(Stored items)

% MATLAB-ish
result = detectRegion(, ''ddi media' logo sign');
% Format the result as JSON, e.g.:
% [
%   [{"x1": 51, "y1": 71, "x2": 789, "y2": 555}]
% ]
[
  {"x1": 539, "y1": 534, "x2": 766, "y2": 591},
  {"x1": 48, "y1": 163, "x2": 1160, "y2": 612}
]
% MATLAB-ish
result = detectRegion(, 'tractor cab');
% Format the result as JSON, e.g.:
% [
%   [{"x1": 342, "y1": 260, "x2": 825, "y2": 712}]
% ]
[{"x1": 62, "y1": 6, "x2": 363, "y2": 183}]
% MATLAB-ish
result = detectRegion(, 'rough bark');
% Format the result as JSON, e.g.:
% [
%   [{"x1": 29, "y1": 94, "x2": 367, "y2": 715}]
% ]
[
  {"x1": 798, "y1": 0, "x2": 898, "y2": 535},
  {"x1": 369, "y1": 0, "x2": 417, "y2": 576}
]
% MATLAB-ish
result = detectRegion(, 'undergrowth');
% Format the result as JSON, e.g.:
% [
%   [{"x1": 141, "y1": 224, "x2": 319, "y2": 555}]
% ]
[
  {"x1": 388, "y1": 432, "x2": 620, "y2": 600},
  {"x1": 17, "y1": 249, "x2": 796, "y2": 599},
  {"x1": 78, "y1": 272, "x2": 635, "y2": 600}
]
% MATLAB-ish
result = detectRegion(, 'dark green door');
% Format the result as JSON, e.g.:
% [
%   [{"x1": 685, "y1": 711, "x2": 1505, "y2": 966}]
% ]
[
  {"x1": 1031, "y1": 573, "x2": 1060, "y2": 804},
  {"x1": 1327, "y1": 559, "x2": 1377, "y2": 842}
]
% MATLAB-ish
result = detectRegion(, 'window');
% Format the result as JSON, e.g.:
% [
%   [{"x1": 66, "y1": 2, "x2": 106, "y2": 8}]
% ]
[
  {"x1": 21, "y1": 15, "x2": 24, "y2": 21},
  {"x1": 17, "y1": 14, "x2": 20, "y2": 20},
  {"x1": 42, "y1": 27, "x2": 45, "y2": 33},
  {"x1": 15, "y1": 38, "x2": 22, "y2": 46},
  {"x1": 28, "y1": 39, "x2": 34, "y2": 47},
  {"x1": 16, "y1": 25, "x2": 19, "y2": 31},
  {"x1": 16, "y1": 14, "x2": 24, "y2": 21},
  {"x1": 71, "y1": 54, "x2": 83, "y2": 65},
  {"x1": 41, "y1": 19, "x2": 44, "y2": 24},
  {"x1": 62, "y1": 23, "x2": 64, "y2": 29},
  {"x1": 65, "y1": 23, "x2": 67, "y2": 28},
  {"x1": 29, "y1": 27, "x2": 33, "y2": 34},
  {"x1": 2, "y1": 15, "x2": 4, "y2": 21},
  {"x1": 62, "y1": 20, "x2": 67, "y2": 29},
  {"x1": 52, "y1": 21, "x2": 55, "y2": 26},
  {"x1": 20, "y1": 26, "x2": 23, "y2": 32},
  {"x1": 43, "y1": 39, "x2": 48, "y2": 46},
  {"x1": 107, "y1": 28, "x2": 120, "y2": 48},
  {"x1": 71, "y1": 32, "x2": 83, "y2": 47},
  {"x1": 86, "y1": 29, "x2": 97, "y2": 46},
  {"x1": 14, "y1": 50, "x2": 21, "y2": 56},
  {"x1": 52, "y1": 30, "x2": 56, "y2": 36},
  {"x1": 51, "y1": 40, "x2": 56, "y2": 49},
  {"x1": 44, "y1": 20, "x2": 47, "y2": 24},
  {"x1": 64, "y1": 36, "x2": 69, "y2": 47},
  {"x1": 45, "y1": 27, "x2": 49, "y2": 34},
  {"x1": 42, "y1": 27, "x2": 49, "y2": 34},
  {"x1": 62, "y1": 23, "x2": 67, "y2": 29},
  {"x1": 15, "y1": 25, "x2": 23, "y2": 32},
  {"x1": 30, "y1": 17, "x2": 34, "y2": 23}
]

▶ _Assigned task_: Using the records above, restate word for word the lines from the one with "result = detectRegion(, 'dark green door');" through the one with "result = detectRegion(, 'window');", both included.

▶ _Task output_:
result = detectRegion(, 'dark green door');
% Format the result as JSON, e.g.:
% [
%   [{"x1": 685, "y1": 711, "x2": 1505, "y2": 966}]
% ]
[
  {"x1": 1031, "y1": 573, "x2": 1060, "y2": 804},
  {"x1": 1327, "y1": 559, "x2": 1377, "y2": 842}
]
% MATLAB-ish
result = detectRegion(, 'window');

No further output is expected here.